» **Point labeling data from photos**
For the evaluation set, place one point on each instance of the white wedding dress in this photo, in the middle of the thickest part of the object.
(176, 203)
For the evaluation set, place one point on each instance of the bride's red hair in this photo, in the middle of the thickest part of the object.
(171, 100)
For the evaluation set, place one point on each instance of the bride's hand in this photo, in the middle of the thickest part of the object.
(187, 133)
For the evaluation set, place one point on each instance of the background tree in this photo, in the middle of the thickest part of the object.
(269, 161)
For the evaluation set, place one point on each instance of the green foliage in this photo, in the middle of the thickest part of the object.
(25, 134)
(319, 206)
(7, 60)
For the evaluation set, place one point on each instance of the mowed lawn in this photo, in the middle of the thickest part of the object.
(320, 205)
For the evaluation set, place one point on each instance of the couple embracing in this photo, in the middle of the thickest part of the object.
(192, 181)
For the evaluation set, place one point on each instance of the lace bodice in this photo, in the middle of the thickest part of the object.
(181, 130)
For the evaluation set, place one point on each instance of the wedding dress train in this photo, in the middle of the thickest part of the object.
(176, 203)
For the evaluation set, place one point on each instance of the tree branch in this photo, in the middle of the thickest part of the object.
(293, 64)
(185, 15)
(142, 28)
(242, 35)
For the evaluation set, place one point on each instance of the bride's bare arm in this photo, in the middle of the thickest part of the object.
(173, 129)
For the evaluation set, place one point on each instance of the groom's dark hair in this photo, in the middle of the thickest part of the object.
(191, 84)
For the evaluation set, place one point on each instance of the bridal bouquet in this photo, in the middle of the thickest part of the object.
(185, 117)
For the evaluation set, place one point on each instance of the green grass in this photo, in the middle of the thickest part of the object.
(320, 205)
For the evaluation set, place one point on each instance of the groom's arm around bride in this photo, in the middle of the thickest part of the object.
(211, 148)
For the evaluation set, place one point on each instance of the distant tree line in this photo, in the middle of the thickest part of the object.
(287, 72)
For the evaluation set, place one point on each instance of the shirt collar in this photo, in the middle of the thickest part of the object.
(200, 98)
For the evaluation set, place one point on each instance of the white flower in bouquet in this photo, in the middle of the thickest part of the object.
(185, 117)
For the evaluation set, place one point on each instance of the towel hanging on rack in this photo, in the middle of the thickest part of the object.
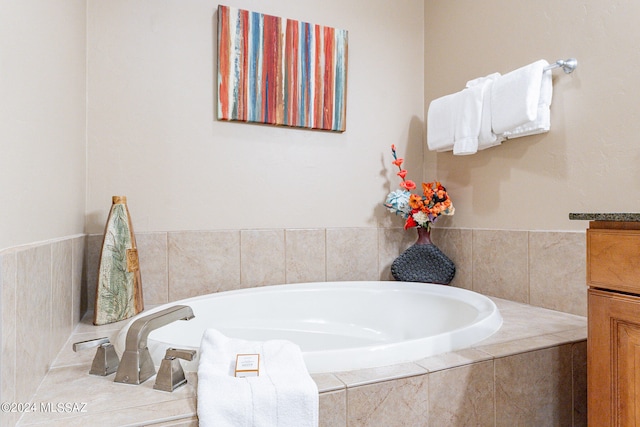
(516, 104)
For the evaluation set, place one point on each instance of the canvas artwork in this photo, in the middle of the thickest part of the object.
(281, 71)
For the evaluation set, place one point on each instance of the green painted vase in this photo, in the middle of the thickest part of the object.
(119, 287)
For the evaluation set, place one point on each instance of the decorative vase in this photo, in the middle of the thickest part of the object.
(119, 287)
(423, 262)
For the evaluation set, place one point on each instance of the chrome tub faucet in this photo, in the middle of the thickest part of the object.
(136, 365)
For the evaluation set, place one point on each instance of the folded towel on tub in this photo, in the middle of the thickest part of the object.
(515, 97)
(283, 395)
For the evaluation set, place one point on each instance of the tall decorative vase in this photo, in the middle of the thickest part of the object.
(423, 262)
(119, 287)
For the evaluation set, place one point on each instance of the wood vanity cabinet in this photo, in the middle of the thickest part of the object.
(613, 344)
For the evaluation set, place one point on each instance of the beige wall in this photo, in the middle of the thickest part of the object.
(152, 135)
(589, 161)
(42, 120)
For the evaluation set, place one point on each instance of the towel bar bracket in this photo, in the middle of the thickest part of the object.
(568, 65)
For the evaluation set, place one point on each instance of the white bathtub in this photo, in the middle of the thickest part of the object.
(338, 325)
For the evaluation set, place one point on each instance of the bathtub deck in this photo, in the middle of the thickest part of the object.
(532, 370)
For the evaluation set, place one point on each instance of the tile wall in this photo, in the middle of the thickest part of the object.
(41, 288)
(45, 288)
(545, 269)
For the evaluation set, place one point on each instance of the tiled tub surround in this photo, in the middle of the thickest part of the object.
(532, 372)
(41, 289)
(545, 269)
(53, 281)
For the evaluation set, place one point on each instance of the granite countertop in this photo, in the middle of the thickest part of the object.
(621, 217)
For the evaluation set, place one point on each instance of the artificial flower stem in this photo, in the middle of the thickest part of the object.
(424, 235)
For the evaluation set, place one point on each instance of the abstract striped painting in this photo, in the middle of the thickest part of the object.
(280, 71)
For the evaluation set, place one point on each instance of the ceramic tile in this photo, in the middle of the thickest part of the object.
(401, 402)
(534, 388)
(456, 243)
(201, 262)
(33, 329)
(262, 258)
(573, 335)
(61, 294)
(352, 254)
(327, 382)
(333, 409)
(384, 373)
(512, 347)
(557, 271)
(453, 359)
(152, 250)
(86, 325)
(78, 283)
(92, 265)
(305, 253)
(392, 242)
(523, 321)
(579, 365)
(8, 279)
(177, 412)
(500, 264)
(462, 396)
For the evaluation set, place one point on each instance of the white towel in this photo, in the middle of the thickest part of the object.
(542, 122)
(515, 97)
(441, 122)
(486, 138)
(283, 395)
(467, 121)
(473, 123)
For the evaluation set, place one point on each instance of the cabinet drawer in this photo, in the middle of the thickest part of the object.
(613, 259)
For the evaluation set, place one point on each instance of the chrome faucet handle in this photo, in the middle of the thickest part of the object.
(106, 361)
(171, 375)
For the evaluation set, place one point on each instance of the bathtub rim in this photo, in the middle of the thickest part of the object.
(361, 357)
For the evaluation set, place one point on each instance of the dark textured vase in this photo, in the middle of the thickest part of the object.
(423, 262)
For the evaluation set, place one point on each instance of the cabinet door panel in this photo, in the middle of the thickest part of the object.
(626, 375)
(613, 369)
(613, 259)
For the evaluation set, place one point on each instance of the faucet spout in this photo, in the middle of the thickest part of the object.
(136, 365)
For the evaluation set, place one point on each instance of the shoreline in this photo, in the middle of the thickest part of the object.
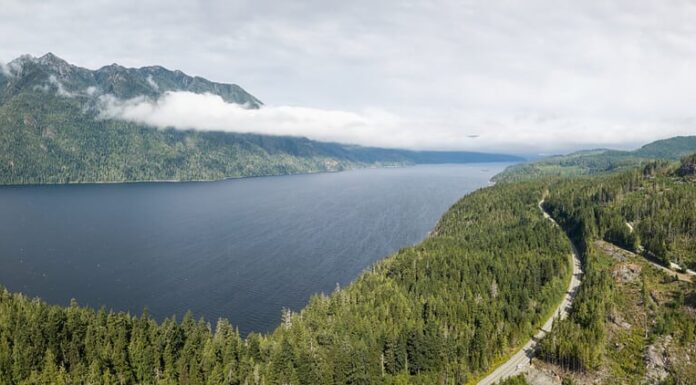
(175, 181)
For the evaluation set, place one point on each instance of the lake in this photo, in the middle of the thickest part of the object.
(242, 249)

» **Set exercise**
Convert every line of the records above into a Markdown table with the columns Row and Line, numbering each line and skipping blank ones. Omit the pictures.

» **Task answer**
| Row | Line |
|---|---|
| 1 | For the evaluation set, place one point on each instance of the white wedding dress in this photo, in the middle of the thickest part of the object. |
| 2 | (176, 203) |
| 3 | For the evaluation set, place one point on each instance of the bride's red hair in this photo, in the middle of the thickest part of the object. |
| 4 | (171, 100) |
| 5 | For the evaluation set, place one point on each instance of the bride's hand in this photo, in the middle of the thickest part of the object. |
| 6 | (187, 133) |
| 7 | For the evaluation set, place one point on each instance of the background tree in this photo, in the middle of the thickest part of the object. |
| 8 | (269, 161) |
| 9 | For the evaluation set, place one point on each instance of the green foliage in this photo, in the middle of the thickest part of the object. |
| 10 | (25, 134) |
| 11 | (319, 206) |
| 12 | (7, 60) |
| 13 | For the evaluation set, place one point on each instance of the mowed lawn in this photo, in the middle of the thickest part of the object. |
| 14 | (320, 205) |
| 15 | For the evaluation set, place one point on each instance of the couple embracing in this photo, in the middle of the thickest part of the object. |
| 16 | (192, 181) |
| 17 | For the evaluation set, place one point on each instance of the lace bodice in this photo, in the middle of the thickest part of the object. |
| 18 | (181, 130) |
| 19 | For the evaluation set, place one point on each instance of the wedding dress train in this photo, in the middle of the thickest part of the object. |
| 20 | (176, 203) |
| 21 | For the evaluation set, place one point on each instance of the tree branch in this photo, in the middle of the thickest part of the object. |
| 22 | (293, 64) |
| 23 | (185, 15) |
| 24 | (142, 28) |
| 25 | (242, 35) |
| 26 | For the evaluation set, place one point on each instance of the bride's bare arm in this photo, in the middle of the thickest part of the object. |
| 27 | (173, 129) |
| 28 | For the evaluation set, place one point on each instance of the groom's dark hair in this photo, in the middle of the thickest part of the object. |
| 29 | (191, 84) |
| 30 | For the evaluation set, place one point on each instance of the bridal bouquet in this photo, in the middle of the thickest part of the object. |
| 31 | (185, 117) |
| 32 | For the evaluation set, place one point on each instance of the green grass in this photo, in the middle of the thickest part of the object. |
| 33 | (320, 205) |
| 34 | For the evaluation set, place one point on each instance of the groom's arm around bride in this photo, in the middle of the thickest part of the object. |
| 35 | (211, 148) |
| 36 | For the evaluation set, place one point on each instance of the distant tree line in this photo, in the middle of the thickest part of the object. |
| 37 | (287, 72) |
| 38 | For the evaluation set, place one point on each instance of the shirt collar in this photo, in the middle of the thickest part of the object. |
| 39 | (200, 98) |
| 40 | For the evaluation set, place one point on each instance of the white flower in bouquet in this photo, in the middle of the thickest part of the object. |
| 41 | (185, 117) |
| 42 | For the evaluation set, place one point on each instance of the towel hanging on rack in this photo, in the middle of the thickest part of the object. |
| 43 | (516, 104) |
| 44 | For the evaluation set, place one point on each instance of the canvas artwork in this photo, in the middle of the thickest part of the object. |
| 45 | (281, 71) |
| 46 | For the evaluation set, place one point on each instance of the green painted vase in this photo, in the middle of the thickest part of the object. |
| 47 | (119, 287) |
| 48 | For the evaluation set, place one point on each instance of the decorative vase in this photo, in the middle of the thickest part of the object. |
| 49 | (119, 287) |
| 50 | (423, 262) |
| 51 | For the evaluation set, place one point on each instance of the chrome tub faucet in this photo, in the middle of the thickest part of the object. |
| 52 | (136, 365) |
| 53 | For the evaluation set, place one point on each instance of the folded towel on tub in this photo, in the middle of the thickest part of the object. |
| 54 | (515, 97) |
| 55 | (283, 395) |
| 56 | For the evaluation set, place one point on each instance of the tall decorative vase in this photo, in the middle of the thickest part of the object. |
| 57 | (423, 262) |
| 58 | (119, 287) |
| 59 | For the evaluation set, place one point on each instance of the wood vanity cabinet in this photo, in the middle of the thickest part of the object. |
| 60 | (613, 344) |
| 61 | For the evaluation set, place one point on each instance of the beige wall in this photo, in the middle of the thickest part of the object. |
| 62 | (152, 135) |
| 63 | (589, 161) |
| 64 | (42, 120) |
| 65 | For the evaluation set, place one point on each instance of the towel bar bracket in this photo, in the middle of the thickest part of the object. |
| 66 | (568, 65) |
| 67 | For the evaluation set, place one point on each instance of the white bathtub in this photo, in the middle of the thickest part of the object. |
| 68 | (338, 325) |
| 69 | For the evaluation set, place one point on each instance of the bathtub deck in this photo, in the middle of the thickest part of the object. |
| 70 | (532, 370) |
| 71 | For the evaluation set, place one point on each instance of the tile wall in this photo, in the middle of the thickest part of the object. |
| 72 | (41, 288) |
| 73 | (45, 288) |
| 74 | (545, 269) |
| 75 | For the evaluation set, place one point on each instance of the tiled tub surround in this photo, in the middle of the thickest part of the object. |
| 76 | (532, 372) |
| 77 | (41, 289) |
| 78 | (545, 269) |
| 79 | (53, 281) |
| 80 | For the evaluation set, place one point on each instance of the granite countertop in this photo, in the middle of the thickest part of the object. |
| 81 | (621, 217) |
| 82 | For the evaluation set, place one point on each instance of the artificial flower stem in this photo, in the middle of the thickest part of the object. |
| 83 | (424, 235) |
| 84 | For the evaluation set, place one point on each instance of the abstract striped painting in this photo, in the middle of the thickest part of the object. |
| 85 | (280, 71) |
| 86 | For the evaluation set, place one point on each instance of the ceramic tile in this photo, in the middle of the thickest part of the object. |
| 87 | (401, 402) |
| 88 | (534, 388) |
| 89 | (456, 243) |
| 90 | (201, 262) |
| 91 | (33, 329) |
| 92 | (262, 258) |
| 93 | (573, 335) |
| 94 | (61, 294) |
| 95 | (352, 254) |
| 96 | (327, 382) |
| 97 | (333, 409) |
| 98 | (384, 373) |
| 99 | (512, 347) |
| 100 | (557, 271) |
| 101 | (453, 359) |
| 102 | (152, 250) |
| 103 | (86, 325) |
| 104 | (78, 283) |
| 105 | (92, 265) |
| 106 | (305, 253) |
| 107 | (392, 242) |
| 108 | (523, 321) |
| 109 | (579, 365) |
| 110 | (8, 279) |
| 111 | (177, 412) |
| 112 | (500, 264) |
| 113 | (462, 396) |
| 114 | For the evaluation set, place one point on each instance of the white towel in this photo, in the middle of the thickest part of the object. |
| 115 | (542, 122) |
| 116 | (515, 97) |
| 117 | (441, 122) |
| 118 | (486, 138) |
| 119 | (283, 395) |
| 120 | (467, 121) |
| 121 | (473, 123) |
| 122 | For the evaluation set, place one point on each instance of the cabinet drawer in this photo, in the middle of the thickest part of the object. |
| 123 | (613, 259) |
| 124 | For the evaluation set, place one point on each instance of the chrome faucet handle in this photo, in the middle of the thickest part of the object. |
| 125 | (106, 361) |
| 126 | (171, 375) |
| 127 | For the evaluation set, place one point on each instance of the bathtub rim in this photo, in the middle of the thickest part of the object. |
| 128 | (361, 357) |
| 129 | For the evaluation set, place one point on each instance of the dark textured vase in this photo, in the middle of the thickest part of the object. |
| 130 | (423, 262) |
| 131 | For the evaluation set, place one point on each instance of the cabinet door panel in this photo, in the middle of the thickest part of the object. |
| 132 | (626, 375) |
| 133 | (613, 369) |
| 134 | (613, 259) |
| 135 | For the evaluation set, place one point on each instance of the faucet spout in this photo, in the middle of the thickest part of the object. |
| 136 | (136, 365) |
| 137 | For the evaluation set, place one point on each instance of the shoreline in this photo, in the middle of the thickest part of the object. |
| 138 | (175, 181) |
| 139 | For the evaluation set, place one point on each instance of the lake in this photo, in the middle of the thickest part of the object. |
| 140 | (242, 249) |